# Provided data:
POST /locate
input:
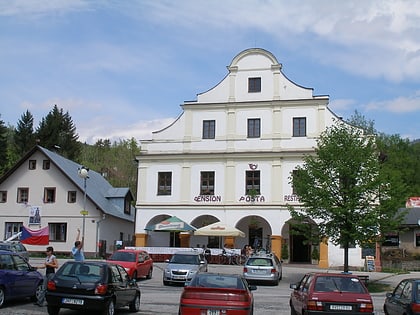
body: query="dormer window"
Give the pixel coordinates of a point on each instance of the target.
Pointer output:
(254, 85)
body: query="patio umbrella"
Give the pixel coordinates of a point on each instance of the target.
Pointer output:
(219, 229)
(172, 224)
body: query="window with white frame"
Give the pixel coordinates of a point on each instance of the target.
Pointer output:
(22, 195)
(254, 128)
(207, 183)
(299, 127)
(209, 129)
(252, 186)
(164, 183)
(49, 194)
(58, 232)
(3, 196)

--

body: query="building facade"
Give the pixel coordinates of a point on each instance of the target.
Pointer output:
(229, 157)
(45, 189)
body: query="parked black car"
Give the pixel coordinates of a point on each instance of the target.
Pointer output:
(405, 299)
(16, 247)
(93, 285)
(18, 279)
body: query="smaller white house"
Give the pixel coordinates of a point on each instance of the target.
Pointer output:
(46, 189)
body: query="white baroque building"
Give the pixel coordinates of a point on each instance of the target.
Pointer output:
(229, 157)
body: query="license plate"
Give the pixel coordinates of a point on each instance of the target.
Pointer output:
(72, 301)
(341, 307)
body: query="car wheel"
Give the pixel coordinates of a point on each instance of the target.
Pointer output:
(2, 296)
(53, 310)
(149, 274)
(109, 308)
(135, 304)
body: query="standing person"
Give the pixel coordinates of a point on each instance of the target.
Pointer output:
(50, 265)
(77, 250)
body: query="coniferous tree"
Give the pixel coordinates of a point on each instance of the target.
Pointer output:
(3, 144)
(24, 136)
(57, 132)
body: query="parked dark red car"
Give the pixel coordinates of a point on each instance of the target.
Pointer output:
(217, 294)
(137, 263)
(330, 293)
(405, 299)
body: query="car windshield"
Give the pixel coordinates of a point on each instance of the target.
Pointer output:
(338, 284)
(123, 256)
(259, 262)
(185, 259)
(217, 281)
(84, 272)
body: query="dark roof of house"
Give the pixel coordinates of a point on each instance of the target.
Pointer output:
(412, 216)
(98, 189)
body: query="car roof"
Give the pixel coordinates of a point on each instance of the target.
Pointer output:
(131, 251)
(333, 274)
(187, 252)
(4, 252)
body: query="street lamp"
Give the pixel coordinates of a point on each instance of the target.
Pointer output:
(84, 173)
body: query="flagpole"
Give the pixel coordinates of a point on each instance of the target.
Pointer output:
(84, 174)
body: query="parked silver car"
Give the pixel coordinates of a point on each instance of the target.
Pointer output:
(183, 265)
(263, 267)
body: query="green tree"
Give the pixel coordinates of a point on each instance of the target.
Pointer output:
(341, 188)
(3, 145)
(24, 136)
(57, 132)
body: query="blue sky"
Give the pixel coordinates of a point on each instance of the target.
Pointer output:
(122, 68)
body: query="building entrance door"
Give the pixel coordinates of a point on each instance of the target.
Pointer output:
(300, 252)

# Goal of the exercise:
Where a line in the records above contains the word "roof", include it in the count; state the total and nothing more.

# Solution to the problem:
2